Work to do - Which lines of the records contain the word "dark"? Filter them out and copy each one, treating case as significant.

Extracted material -
^^^^^^^^

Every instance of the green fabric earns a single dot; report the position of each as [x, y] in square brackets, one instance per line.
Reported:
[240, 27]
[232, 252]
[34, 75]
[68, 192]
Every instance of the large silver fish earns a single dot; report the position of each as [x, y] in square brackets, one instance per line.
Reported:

^^^^^^^^

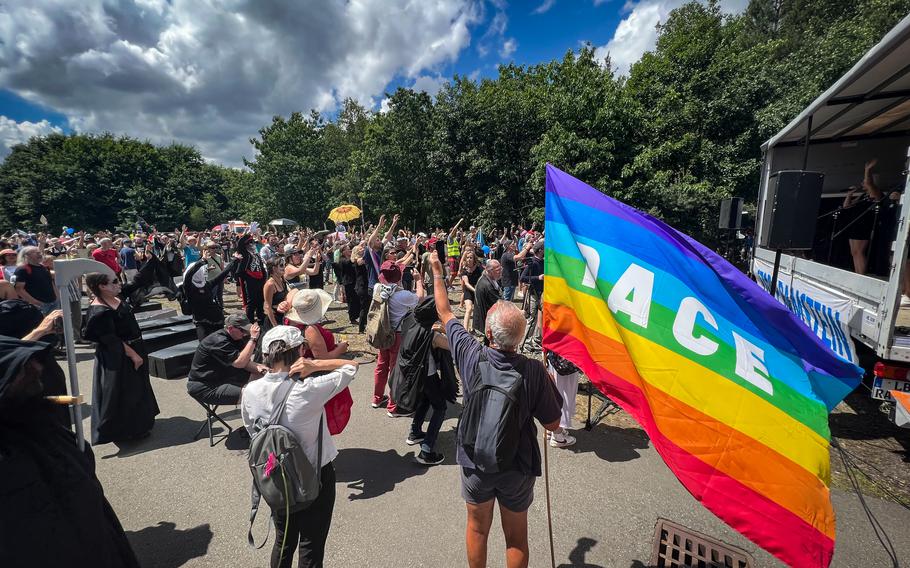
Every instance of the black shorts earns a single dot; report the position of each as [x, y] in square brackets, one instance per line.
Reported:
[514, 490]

^^^^^^^^

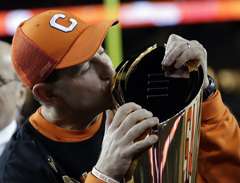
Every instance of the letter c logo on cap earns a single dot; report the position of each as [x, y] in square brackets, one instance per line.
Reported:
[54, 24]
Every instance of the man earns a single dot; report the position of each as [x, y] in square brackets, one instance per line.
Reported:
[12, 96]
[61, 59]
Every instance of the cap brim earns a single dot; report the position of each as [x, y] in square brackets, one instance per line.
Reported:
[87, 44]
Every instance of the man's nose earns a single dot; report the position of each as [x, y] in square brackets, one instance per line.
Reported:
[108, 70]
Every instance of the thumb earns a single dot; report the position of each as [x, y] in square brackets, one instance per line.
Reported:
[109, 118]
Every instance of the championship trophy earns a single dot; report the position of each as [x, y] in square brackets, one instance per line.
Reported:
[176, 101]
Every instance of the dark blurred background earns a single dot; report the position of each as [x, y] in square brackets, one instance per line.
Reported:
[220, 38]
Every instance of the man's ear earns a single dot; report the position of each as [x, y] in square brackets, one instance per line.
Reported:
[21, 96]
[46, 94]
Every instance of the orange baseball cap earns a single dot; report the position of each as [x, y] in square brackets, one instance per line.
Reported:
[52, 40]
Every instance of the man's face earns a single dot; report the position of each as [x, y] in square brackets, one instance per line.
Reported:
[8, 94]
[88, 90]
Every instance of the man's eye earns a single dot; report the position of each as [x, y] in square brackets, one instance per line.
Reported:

^^^^^^^^

Exercise solution -
Every instance of the dark blurred background earns a single dot; report the position of each as [x, y] in square brackets, one instance per line.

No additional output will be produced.